Task instructions: Pull out each line of the material that includes the string "noodle" and copy it.

[Given data start]

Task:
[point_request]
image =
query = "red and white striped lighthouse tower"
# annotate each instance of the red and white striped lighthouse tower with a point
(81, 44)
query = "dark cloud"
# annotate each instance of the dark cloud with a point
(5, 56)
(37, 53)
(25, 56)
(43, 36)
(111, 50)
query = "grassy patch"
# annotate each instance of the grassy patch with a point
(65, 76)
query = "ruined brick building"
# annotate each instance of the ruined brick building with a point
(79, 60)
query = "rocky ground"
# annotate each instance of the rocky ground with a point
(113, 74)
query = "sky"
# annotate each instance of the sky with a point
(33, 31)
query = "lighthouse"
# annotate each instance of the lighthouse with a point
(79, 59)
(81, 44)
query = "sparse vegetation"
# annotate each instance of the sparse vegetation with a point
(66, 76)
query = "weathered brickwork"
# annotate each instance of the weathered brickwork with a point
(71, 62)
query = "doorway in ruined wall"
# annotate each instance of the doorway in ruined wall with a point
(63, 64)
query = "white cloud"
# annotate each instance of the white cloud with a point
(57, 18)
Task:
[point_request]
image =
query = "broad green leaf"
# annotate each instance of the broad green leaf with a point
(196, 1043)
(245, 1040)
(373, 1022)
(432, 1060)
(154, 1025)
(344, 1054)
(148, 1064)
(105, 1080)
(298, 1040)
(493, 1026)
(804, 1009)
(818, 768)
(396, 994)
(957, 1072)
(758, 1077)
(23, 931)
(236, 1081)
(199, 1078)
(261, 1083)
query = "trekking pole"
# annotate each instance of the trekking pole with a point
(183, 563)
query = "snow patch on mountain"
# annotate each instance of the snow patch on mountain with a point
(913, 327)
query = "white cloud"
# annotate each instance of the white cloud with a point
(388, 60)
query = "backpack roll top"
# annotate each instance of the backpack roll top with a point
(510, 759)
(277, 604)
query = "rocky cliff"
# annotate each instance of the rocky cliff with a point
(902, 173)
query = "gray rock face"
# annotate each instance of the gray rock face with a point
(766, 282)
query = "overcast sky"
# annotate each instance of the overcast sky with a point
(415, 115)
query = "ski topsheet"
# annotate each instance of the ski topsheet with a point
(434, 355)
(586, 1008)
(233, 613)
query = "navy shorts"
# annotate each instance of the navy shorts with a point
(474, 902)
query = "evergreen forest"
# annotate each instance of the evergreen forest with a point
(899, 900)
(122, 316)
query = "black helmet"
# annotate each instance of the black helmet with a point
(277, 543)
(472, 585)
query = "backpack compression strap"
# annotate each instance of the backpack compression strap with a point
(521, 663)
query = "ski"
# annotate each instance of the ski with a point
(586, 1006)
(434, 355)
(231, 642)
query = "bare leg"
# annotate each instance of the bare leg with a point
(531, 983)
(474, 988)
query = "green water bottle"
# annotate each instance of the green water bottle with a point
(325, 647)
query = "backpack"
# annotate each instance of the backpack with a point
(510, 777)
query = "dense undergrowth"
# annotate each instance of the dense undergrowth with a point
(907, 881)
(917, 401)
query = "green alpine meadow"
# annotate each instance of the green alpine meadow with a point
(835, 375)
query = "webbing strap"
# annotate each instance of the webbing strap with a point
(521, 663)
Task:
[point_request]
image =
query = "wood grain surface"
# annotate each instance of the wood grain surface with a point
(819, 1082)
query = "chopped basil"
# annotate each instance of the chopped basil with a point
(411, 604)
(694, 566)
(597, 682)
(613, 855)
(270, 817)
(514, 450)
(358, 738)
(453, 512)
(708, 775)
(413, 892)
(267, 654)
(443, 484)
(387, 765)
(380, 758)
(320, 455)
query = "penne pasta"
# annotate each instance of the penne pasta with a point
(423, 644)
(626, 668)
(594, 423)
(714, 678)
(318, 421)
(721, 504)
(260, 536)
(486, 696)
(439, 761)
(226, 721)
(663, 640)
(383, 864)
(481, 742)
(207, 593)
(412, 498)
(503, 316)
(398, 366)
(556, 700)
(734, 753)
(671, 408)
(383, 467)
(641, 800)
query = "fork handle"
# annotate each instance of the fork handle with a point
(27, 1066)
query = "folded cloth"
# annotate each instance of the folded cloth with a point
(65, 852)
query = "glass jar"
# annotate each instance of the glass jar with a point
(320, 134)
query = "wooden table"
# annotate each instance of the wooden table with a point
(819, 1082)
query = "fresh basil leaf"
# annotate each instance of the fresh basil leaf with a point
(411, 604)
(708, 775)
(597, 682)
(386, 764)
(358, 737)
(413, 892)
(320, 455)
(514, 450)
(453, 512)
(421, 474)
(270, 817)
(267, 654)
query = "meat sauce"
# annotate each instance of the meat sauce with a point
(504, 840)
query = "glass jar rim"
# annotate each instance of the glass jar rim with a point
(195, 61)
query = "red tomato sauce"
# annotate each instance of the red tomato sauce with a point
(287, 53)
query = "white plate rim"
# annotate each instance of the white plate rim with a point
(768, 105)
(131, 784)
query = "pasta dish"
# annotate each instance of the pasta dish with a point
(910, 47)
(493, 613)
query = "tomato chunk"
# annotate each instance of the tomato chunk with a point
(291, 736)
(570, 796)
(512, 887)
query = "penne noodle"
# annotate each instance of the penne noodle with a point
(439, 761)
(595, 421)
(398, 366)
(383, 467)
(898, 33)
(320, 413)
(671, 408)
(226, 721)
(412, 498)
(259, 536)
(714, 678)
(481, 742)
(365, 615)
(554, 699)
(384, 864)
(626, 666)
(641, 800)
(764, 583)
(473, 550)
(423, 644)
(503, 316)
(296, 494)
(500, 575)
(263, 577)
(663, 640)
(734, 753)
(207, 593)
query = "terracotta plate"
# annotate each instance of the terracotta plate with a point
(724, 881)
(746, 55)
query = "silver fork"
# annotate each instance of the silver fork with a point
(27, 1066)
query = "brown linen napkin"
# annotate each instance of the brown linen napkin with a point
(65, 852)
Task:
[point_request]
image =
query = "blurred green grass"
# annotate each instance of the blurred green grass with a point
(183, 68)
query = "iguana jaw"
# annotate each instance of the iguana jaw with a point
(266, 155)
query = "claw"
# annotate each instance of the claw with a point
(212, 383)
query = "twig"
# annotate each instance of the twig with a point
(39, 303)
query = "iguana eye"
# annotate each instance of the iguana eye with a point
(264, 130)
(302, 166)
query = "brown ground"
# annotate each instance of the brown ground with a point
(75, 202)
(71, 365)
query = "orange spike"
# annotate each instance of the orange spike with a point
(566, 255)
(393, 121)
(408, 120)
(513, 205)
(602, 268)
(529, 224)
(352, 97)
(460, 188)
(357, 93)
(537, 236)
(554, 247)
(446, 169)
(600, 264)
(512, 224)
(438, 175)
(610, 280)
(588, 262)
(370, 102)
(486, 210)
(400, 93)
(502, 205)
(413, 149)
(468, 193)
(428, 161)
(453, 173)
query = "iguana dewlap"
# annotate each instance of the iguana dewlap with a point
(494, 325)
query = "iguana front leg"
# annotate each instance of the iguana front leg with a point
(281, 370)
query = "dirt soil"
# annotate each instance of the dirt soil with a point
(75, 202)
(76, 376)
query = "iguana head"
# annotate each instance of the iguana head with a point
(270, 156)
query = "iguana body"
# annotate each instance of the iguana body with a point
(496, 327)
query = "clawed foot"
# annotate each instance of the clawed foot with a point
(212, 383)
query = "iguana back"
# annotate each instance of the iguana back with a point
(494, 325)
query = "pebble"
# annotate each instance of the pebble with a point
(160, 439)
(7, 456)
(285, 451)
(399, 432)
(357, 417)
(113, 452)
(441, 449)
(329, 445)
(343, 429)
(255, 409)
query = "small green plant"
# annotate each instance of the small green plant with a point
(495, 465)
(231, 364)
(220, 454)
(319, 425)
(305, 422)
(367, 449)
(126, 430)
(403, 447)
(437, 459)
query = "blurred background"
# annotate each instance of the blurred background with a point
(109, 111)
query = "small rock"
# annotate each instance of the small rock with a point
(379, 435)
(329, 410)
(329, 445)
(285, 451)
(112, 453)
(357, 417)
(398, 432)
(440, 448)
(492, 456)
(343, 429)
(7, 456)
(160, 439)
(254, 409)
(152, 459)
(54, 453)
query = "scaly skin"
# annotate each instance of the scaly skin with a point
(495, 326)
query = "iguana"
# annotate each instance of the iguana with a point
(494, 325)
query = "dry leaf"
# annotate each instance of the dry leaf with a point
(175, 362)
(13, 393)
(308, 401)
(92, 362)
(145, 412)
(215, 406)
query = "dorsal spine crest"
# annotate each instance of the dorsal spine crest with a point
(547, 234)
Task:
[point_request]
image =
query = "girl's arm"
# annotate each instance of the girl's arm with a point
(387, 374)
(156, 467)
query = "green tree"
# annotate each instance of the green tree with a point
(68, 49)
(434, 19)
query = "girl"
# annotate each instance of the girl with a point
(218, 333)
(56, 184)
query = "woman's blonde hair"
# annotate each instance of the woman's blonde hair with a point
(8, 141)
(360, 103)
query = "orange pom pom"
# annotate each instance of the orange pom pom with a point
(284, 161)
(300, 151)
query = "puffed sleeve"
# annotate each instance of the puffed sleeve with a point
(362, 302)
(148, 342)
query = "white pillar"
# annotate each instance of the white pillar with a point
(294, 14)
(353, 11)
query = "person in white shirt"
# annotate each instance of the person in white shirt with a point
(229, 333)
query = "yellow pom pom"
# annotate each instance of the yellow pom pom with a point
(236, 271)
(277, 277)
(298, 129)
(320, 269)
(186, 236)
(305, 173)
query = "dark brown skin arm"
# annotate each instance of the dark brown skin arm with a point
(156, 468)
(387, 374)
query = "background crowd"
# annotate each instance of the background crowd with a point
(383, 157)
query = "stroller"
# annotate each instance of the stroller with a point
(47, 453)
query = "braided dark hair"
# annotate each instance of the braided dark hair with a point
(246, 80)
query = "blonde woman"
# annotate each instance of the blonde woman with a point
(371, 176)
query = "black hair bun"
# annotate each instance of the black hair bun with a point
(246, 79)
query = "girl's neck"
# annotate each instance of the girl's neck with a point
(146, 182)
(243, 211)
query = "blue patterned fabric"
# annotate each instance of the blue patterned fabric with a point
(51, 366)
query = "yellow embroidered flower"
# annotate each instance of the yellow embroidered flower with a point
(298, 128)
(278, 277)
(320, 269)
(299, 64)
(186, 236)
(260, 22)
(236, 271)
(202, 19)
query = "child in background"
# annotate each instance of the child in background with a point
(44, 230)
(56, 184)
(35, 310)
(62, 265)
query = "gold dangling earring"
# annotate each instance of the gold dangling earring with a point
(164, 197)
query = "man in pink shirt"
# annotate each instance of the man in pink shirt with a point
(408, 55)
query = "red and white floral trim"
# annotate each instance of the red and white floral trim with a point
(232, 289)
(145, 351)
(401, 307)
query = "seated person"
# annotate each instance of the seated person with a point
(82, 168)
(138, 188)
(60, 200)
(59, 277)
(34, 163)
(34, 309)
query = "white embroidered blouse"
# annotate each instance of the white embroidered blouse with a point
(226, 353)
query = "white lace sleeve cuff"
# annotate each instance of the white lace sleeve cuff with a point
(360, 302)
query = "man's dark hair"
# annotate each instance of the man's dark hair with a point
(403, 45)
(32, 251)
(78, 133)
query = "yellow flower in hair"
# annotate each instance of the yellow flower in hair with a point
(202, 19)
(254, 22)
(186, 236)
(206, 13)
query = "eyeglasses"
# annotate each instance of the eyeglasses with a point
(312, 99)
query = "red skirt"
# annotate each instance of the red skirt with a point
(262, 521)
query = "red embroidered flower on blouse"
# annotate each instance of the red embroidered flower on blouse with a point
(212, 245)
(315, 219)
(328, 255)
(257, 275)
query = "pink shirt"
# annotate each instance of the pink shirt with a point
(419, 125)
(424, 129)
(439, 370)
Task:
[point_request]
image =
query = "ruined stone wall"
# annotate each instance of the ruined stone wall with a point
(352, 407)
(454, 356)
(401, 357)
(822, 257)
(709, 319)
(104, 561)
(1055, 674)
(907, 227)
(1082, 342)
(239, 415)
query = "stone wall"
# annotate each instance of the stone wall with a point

[Given data end]

Output for this exercise:
query = "penne noodle"
# annotate each instance of the penne noodle with a point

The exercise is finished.